GIVEN INSTRUCTION:
Give back exactly the lines from the one holding "Exercise. Point out the black leg" to the bottom of the material, both included, and nothing more. No pictures.

** start PROVIDED DATA **

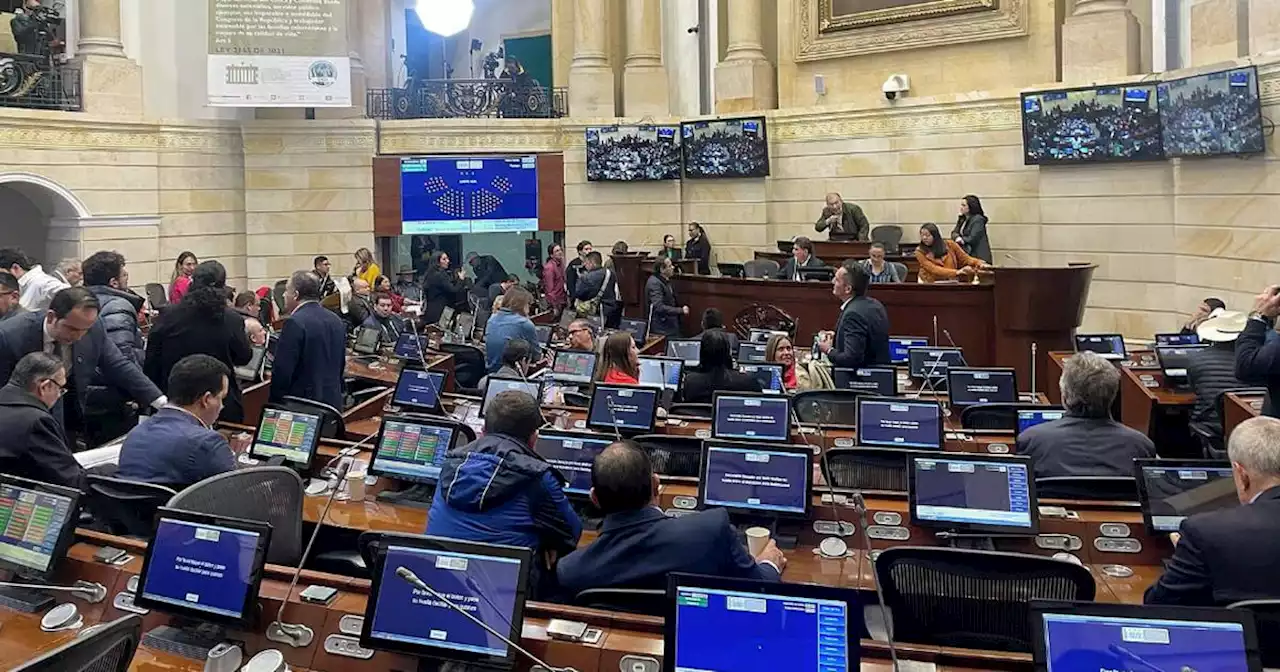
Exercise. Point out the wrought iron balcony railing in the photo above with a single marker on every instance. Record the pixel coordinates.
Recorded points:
(33, 82)
(451, 99)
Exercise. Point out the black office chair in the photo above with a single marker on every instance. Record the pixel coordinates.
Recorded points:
(648, 602)
(673, 456)
(974, 599)
(1088, 488)
(124, 507)
(101, 648)
(827, 406)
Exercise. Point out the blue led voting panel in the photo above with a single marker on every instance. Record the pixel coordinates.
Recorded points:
(986, 494)
(899, 423)
(750, 416)
(572, 455)
(757, 479)
(419, 389)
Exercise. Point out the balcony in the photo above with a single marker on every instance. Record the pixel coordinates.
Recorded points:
(32, 82)
(469, 99)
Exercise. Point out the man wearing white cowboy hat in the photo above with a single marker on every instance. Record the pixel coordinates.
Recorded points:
(1211, 371)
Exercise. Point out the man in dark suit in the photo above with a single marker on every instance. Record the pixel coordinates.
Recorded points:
(639, 545)
(862, 332)
(71, 330)
(311, 355)
(801, 257)
(1229, 554)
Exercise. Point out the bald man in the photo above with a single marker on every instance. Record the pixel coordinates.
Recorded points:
(846, 222)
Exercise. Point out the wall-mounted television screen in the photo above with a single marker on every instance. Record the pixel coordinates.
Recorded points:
(469, 195)
(1109, 123)
(1212, 114)
(726, 149)
(632, 152)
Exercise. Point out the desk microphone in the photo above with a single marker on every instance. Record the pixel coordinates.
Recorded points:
(411, 579)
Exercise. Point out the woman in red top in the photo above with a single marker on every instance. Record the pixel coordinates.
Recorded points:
(620, 360)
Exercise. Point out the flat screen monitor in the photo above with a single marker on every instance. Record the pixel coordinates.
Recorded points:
(1107, 346)
(1169, 490)
(1212, 114)
(769, 375)
(205, 567)
(455, 195)
(661, 371)
(498, 385)
(574, 366)
(736, 415)
(876, 382)
(489, 581)
(978, 494)
(288, 434)
(419, 389)
(899, 347)
(632, 152)
(899, 423)
(735, 624)
(967, 385)
(1078, 636)
(726, 149)
(750, 352)
(40, 524)
(757, 479)
(933, 362)
(1107, 123)
(572, 453)
(412, 448)
(685, 348)
(630, 408)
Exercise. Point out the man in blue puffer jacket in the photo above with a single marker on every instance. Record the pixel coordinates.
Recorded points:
(498, 490)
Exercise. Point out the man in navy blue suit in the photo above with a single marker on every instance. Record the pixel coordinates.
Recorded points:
(639, 544)
(311, 356)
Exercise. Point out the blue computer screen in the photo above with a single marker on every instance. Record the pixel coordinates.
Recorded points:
(204, 567)
(484, 585)
(1095, 643)
(748, 631)
(444, 195)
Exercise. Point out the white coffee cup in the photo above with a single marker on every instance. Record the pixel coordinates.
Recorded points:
(757, 538)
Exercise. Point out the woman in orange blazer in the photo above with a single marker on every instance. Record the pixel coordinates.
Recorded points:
(944, 260)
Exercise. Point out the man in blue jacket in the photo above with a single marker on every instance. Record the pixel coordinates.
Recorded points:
(498, 490)
(639, 545)
(178, 447)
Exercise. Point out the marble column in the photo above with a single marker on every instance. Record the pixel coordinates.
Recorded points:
(110, 82)
(745, 80)
(1100, 41)
(590, 76)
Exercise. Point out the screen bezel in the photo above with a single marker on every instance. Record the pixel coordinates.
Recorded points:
(1146, 612)
(786, 448)
(764, 398)
(1144, 497)
(248, 611)
(440, 544)
(976, 528)
(65, 535)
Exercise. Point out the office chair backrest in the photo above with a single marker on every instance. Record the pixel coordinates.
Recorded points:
(976, 599)
(103, 648)
(1088, 488)
(266, 494)
(673, 456)
(124, 507)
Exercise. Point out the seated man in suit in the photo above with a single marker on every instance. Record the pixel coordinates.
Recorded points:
(178, 447)
(1086, 442)
(639, 545)
(1228, 556)
(801, 257)
(33, 446)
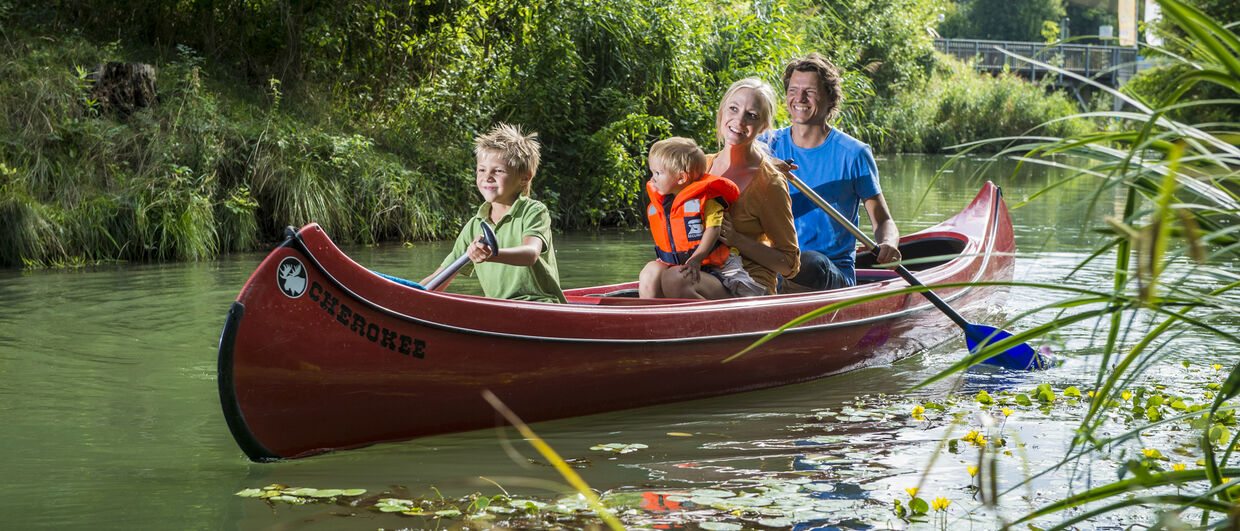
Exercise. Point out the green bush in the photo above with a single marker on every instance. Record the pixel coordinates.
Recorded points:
(959, 106)
(360, 114)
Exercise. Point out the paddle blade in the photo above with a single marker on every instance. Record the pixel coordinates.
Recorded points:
(1021, 357)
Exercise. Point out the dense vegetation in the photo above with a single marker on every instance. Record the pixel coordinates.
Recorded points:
(1173, 245)
(360, 114)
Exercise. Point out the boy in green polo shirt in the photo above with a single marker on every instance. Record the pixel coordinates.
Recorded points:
(523, 267)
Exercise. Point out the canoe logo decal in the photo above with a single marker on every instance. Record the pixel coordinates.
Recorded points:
(292, 277)
(372, 331)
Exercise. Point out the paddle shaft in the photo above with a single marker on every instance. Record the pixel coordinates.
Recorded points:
(869, 242)
(487, 240)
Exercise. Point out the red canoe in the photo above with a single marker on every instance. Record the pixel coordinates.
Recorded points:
(321, 354)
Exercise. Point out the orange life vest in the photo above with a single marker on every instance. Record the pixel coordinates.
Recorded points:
(678, 230)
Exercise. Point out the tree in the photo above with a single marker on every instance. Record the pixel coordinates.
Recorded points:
(1001, 20)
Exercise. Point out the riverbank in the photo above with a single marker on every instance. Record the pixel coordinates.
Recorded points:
(231, 153)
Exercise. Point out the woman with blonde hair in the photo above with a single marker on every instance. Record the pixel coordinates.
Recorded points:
(759, 223)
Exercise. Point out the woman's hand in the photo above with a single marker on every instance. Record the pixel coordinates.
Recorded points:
(784, 166)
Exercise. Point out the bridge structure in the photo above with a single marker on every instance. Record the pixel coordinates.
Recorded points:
(1107, 65)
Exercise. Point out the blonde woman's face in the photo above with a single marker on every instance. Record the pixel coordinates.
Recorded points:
(742, 117)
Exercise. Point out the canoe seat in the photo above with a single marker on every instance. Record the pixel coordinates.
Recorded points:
(602, 300)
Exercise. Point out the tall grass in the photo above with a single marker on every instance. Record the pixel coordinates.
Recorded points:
(187, 179)
(957, 106)
(1174, 243)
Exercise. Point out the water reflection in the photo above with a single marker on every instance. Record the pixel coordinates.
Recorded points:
(112, 417)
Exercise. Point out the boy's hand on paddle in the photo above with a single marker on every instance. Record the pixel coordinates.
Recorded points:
(479, 252)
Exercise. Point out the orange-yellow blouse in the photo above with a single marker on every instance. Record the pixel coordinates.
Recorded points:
(764, 212)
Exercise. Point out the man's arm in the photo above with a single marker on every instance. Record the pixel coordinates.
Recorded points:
(885, 233)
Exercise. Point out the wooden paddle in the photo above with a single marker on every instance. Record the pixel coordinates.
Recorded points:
(1021, 357)
(448, 272)
(487, 240)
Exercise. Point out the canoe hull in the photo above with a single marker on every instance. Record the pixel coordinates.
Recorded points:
(320, 354)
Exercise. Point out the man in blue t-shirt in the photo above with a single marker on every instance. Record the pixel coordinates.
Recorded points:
(837, 166)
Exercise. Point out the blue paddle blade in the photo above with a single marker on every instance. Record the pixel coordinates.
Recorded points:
(399, 281)
(1021, 357)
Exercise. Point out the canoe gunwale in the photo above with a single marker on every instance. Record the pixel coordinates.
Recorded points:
(274, 366)
(981, 271)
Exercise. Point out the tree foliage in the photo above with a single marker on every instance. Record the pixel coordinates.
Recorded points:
(360, 114)
(1002, 20)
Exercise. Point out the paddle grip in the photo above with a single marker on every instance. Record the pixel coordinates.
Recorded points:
(869, 242)
(448, 272)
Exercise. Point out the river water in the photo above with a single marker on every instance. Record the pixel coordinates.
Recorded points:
(110, 414)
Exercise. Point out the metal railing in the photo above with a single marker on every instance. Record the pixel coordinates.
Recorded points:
(1112, 65)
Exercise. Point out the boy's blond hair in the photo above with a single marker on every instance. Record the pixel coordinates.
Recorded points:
(518, 150)
(678, 154)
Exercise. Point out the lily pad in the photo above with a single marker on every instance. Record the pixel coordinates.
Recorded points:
(712, 493)
(620, 448)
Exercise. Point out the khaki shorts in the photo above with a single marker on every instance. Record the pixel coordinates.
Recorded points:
(735, 279)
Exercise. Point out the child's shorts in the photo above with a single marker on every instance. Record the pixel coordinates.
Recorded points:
(735, 279)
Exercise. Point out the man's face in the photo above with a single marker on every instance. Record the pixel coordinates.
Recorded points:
(804, 99)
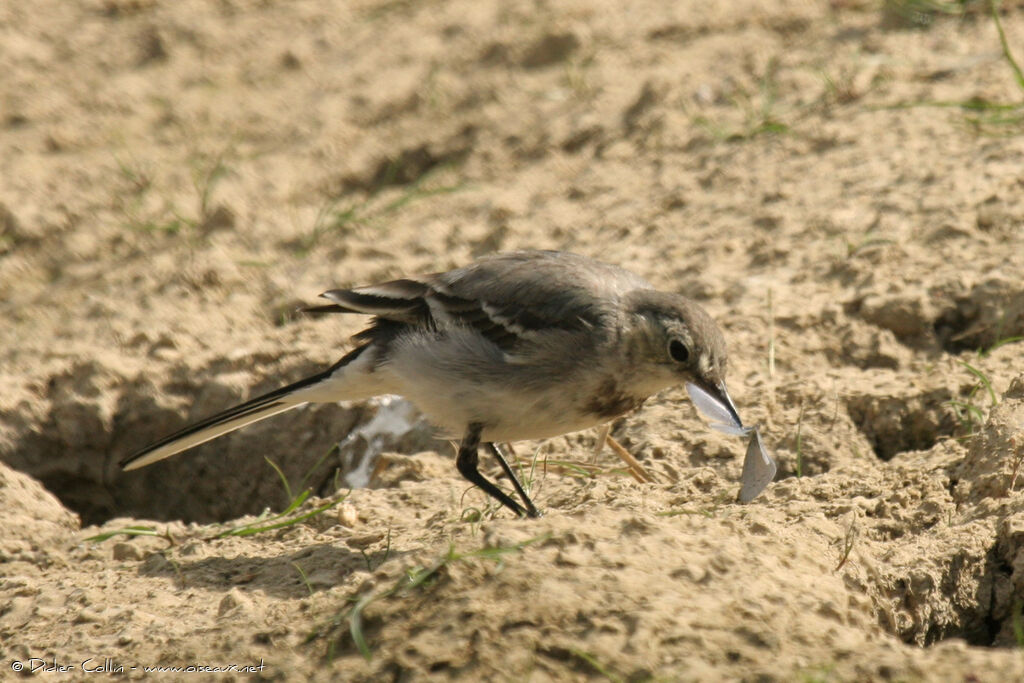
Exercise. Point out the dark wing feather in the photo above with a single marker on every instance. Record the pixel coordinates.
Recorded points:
(507, 298)
(510, 297)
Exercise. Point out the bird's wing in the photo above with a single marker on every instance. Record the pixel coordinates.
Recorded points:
(507, 298)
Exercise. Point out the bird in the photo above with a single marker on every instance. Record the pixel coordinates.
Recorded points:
(513, 346)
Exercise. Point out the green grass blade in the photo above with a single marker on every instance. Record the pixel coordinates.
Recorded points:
(1008, 55)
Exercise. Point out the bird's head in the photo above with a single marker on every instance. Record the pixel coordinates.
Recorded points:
(674, 341)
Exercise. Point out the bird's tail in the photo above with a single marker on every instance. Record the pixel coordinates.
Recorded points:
(311, 388)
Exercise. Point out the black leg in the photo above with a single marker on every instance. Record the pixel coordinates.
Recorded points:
(530, 509)
(467, 462)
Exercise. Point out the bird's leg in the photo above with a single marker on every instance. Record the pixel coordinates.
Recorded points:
(530, 508)
(467, 462)
(602, 436)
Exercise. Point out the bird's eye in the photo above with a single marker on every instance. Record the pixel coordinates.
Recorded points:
(678, 351)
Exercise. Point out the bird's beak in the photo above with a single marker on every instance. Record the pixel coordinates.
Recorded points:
(713, 399)
(719, 391)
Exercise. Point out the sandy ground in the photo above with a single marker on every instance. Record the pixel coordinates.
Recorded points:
(176, 176)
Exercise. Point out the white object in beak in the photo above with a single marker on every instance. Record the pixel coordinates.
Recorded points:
(759, 468)
(713, 409)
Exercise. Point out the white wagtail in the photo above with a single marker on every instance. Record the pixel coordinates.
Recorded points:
(523, 345)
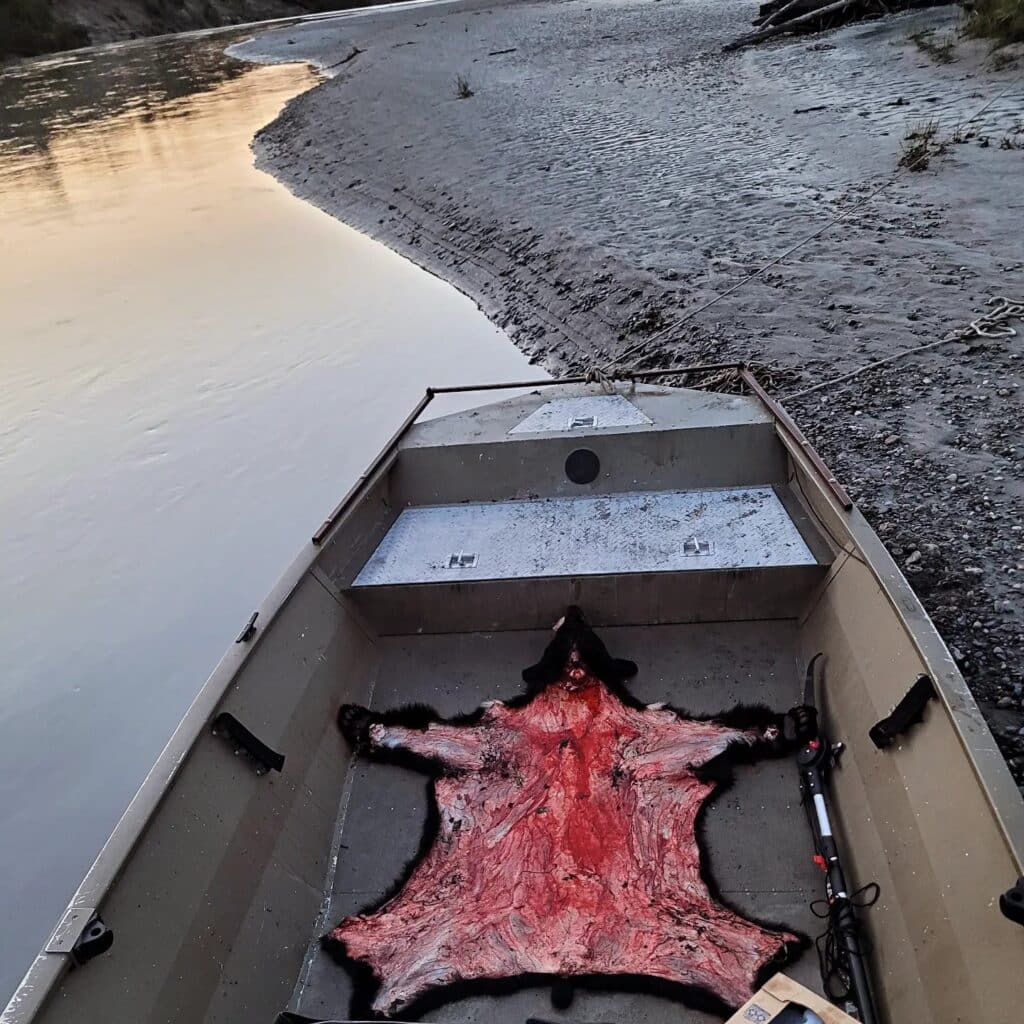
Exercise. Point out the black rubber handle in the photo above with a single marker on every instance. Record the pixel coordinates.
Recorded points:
(252, 744)
(1012, 902)
(908, 712)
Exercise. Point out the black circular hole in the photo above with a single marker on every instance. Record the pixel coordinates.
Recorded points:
(583, 466)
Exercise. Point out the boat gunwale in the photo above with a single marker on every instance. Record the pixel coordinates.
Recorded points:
(990, 769)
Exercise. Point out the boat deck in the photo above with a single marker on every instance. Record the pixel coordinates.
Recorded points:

** end PROVIDED DATA **

TASK RESULT:
Exercise. Point out the black leg in the photo above with a single marker on every instance. Record the pixel coordinates.
Recorded points:
(530, 509)
(467, 462)
Exercise. Point out the bird's leg in the photo above with a single marker on every instance. Record the pixel coordinates.
Recorded points:
(530, 508)
(467, 462)
(602, 436)
Exercise. Point out the bird's eye in the photo above with a single marker on every instance. Record the pixel coordinates.
Recorded points:
(678, 351)
Exercise. Point out the bird's beak in the photo above with a single marker on every instance. Record the pixel coordinates.
Recorded points:
(713, 399)
(719, 391)
Exercise. Point out the sandy ground in the photo above with a single marker on every instance. Record the pixel coordinates.
Recorded points:
(176, 176)
Exercise. Point out the white object in beak in the photo above with a single marker on every instance. Record the pixel coordinates.
Recorded points:
(759, 468)
(713, 409)
Exercise. Point out the white wagtail in the photo above with a single marker on every instance. Record the pixel coordinates.
Recorded points:
(523, 345)
Exercise. Point out the black rubber handle in the photo above with a single marker on every instance. Record the pixel coordinates.
Recorded points:
(252, 744)
(1012, 902)
(908, 712)
Exercise. Point out the black circular hole in the photo above with a single marker on every instance. Record the pixel coordinates.
Recorded points:
(583, 466)
Exercise. Point out the boat gunwale in the photo above with a single marker on every instance. Record the pixel coordinates.
Recorded points:
(990, 769)
Exercise. Point out the boat deck in the photo above with a single marker on every instance. Record the pixel coordinates.
Recorded points:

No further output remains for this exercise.